| Brano da leggere |
┏━━
L’amore per i fratelli è molto importante. Ogni monaco deve sapere due cose: innanzitutto, che è amato e che ci si prende cura di lui, e inoltre che ha un padre spirituale nella persona dell’abate della comunità. La differenza che questo fa nella vita della comunità è così tangibile e chiara che si può riconoscere che questa comunità vive con l’amore fraterno che scaturisce dalla relazione con il padre spirituale. La parola “amore” non è sempre un termine comodo per tutti. Alcuni usano altri termini per descrivere l’amore, quali sostegno, incoraggiamento, cura, simpatia, gentilezza, comprensione e compassione. Può essere utile, ma non dobbiamo perdere il vero significato della parola amore, perché le Scritture ci ricordano che «Dio è amore; chi rimane nell’amore rimane in Dio» (1Gv 4,16b). E san Paolo ce lo dice nella lettera ai Romani: «L’amore di Dio è stato riversato nei nostri cuori per mezzo dello Spirito Santo che ci è stato dato» (5,5). Sappiamo anche dalla Scrittura che l’amore che Gesù esigeva dai suoi discepoli non era sempre facile da vivere. A volte, per amare veramente un fratello o una sorella, si deve correggere la persona, apportare un cambiamento nella sua vita il che richiederà un adattamento non facile, però, se fatto con amore, darà il suo frutto. Quando un monaco sa che il suo abate lo ama e si prende cura di lui, che è disposto a sacrificarsi per lui, se anche dovesse fare un cambiamento per il bene di qualcun altro, se c’è amore fraterno, ci sarà anche una comunione di spirito che rivela che lì è presente l’amore di Dio.
Qualcosa di molto pratico e che per me è stato importante è la preghiera per i fratelli. Non intendo qui parlare di “vedere un bisogno e ricordarlo nelle proprie intenzioni”, il che è importante. Ma ancor più importante, prima come abate dell’Abbazia di Conception, e ora come abate di Sant’Anselmo, ho pregato per ogni monaco, nome per nome, ogni giorno. E posso dire che, per la mia comunità d’origine, per i monaci dell’Abbazia di Conception, continuo ancora a farlo.
Mi piace pensare che sia per questo che sono così felice di tornare a casa dopo otto anni di permanenza a Roma. Sì, ho davvero amato Roma; ho incontrato amici meravigliosi, ho avuto tante esperienze arricchenti. Ho apprezzato molto la visita alle comunità benedettine maschili e femminili, e tuttavia conosco il luogo e le persone in cui ho amato profondamente e in cui sono amato e so dov’è la mia casa, e non vedo l’ora di tornarci per intraprendere il prossimo capitolo della mia vita monastica.
┗━━
| Materiale fornito |
┏━━
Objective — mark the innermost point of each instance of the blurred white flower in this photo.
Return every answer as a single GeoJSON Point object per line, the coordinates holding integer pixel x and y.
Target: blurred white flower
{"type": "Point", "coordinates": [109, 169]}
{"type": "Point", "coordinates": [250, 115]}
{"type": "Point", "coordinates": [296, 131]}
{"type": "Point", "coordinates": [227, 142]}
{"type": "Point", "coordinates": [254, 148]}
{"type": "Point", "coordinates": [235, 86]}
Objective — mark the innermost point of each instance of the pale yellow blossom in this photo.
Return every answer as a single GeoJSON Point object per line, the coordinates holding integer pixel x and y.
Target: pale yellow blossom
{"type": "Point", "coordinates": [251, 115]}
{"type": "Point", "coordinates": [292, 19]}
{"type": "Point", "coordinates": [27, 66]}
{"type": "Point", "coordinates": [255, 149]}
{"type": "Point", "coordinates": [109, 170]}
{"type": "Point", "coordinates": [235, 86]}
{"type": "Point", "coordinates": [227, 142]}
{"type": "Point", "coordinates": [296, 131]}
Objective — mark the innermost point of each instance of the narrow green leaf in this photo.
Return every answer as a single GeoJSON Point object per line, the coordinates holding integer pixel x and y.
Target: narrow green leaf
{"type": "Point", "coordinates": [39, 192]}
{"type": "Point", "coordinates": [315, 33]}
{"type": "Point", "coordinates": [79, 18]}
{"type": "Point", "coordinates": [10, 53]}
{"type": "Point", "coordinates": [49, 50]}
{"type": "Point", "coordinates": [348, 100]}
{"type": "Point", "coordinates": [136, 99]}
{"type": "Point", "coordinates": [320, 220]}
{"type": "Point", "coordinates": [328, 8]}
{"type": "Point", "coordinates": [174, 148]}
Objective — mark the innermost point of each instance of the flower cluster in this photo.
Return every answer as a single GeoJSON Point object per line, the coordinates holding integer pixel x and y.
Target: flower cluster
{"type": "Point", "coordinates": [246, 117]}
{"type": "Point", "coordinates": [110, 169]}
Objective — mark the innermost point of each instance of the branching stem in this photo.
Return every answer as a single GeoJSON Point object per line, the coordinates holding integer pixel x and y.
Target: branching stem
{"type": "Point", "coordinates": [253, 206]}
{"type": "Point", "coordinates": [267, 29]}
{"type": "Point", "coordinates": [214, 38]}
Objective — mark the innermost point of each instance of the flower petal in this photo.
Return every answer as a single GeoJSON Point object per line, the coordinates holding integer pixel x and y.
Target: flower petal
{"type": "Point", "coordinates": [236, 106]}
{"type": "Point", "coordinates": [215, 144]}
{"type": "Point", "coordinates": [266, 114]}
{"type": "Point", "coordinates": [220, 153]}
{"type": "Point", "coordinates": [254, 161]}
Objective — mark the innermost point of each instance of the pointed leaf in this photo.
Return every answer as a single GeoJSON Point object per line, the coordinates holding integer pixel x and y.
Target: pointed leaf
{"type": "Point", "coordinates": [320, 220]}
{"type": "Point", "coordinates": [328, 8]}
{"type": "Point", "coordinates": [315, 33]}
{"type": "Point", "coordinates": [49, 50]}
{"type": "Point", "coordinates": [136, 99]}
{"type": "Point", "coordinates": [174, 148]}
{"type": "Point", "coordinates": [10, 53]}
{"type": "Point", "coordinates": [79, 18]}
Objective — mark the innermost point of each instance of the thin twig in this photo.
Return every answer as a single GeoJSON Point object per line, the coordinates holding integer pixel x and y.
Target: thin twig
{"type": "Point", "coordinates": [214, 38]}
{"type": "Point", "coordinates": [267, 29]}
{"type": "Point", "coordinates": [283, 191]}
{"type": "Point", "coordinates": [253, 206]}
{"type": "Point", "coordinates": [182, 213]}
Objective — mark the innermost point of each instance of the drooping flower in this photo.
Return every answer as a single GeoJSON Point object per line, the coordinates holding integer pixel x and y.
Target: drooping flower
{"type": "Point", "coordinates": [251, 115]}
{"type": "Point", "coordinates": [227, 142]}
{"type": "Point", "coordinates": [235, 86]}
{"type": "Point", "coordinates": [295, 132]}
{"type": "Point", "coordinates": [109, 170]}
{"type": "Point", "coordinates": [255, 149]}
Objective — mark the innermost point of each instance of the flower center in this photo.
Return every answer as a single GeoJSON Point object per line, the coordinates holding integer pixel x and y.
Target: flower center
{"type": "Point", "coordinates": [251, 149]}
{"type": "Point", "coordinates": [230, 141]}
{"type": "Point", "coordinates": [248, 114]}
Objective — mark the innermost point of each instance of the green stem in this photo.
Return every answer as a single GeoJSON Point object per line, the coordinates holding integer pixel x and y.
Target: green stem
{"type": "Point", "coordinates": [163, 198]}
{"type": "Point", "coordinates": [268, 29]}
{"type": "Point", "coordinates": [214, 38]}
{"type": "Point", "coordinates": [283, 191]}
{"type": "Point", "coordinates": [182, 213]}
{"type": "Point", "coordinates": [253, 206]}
┗━━
┏━━
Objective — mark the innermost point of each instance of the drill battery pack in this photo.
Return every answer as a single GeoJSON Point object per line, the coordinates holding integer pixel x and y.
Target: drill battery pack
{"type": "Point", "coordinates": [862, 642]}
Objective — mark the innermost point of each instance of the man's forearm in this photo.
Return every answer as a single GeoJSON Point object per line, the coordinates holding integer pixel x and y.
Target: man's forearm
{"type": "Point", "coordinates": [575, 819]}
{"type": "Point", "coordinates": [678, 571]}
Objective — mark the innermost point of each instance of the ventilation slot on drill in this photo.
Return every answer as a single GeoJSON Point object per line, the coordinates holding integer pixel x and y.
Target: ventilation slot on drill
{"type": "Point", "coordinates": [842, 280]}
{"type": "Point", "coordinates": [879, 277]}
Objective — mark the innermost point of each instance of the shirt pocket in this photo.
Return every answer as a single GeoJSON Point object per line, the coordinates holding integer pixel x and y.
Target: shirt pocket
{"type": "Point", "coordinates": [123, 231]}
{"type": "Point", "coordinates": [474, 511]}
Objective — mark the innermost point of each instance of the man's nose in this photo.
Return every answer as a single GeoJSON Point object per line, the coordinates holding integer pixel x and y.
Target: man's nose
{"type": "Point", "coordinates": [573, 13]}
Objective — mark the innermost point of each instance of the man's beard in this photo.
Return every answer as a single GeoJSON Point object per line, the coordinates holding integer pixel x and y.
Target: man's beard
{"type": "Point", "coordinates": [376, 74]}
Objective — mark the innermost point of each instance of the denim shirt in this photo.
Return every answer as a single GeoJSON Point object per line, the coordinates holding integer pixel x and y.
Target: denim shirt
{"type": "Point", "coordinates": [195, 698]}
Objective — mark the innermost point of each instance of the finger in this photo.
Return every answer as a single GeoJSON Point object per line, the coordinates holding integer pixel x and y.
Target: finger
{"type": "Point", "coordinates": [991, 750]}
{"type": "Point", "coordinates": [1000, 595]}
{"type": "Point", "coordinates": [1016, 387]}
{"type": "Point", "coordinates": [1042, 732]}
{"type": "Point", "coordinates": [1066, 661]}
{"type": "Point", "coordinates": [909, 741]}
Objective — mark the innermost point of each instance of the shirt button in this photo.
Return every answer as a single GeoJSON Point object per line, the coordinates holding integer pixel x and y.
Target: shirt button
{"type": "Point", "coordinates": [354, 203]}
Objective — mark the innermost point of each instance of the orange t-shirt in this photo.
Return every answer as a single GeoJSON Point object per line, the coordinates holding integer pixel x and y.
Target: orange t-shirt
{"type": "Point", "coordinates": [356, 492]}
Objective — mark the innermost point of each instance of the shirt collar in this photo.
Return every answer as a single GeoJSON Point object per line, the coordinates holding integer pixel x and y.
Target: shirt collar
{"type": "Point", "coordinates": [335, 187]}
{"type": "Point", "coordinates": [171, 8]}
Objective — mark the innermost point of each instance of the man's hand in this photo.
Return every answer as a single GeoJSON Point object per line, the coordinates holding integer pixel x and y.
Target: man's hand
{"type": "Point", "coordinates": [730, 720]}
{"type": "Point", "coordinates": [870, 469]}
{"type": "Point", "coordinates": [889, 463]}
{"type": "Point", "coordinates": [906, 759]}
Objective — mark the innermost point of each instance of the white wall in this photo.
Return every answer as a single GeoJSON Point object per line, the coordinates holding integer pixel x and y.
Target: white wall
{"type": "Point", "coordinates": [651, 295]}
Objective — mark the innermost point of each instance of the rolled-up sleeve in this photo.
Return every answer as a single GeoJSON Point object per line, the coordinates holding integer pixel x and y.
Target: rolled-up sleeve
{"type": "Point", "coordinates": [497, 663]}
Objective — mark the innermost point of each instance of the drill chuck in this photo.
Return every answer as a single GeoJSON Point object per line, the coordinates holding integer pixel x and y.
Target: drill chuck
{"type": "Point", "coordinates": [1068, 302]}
┗━━
| Cosa fare |
A. Nel brano sulla vita monastica, quanti anni di permanenza a Roma vengono indicati?
B. Trascrivi dal brano sulla vita monastica il tratto da "Qualcosa di molto" a "ancora a farlo.".

| Risposte per compito |
A. Otto anni.

B.
Qualcosa di molto pratico e che per me è stato importante è la preghiera per i fratelli. Non intendo qui parlare di “vedere un bisogno e ricordarlo nelle proprie intenzioni”, il che è importante. Ma ancor più importante, prima come abate dell’Abbazia di Conception, e ora come abate di Sant’Anselmo, ho pregato per ogni monaco, nome per nome, ogni giorno. E posso dire che, per la mia comunità d’origine, per i monaci dell’Abbazia di Conception, continuo ancora a farlo.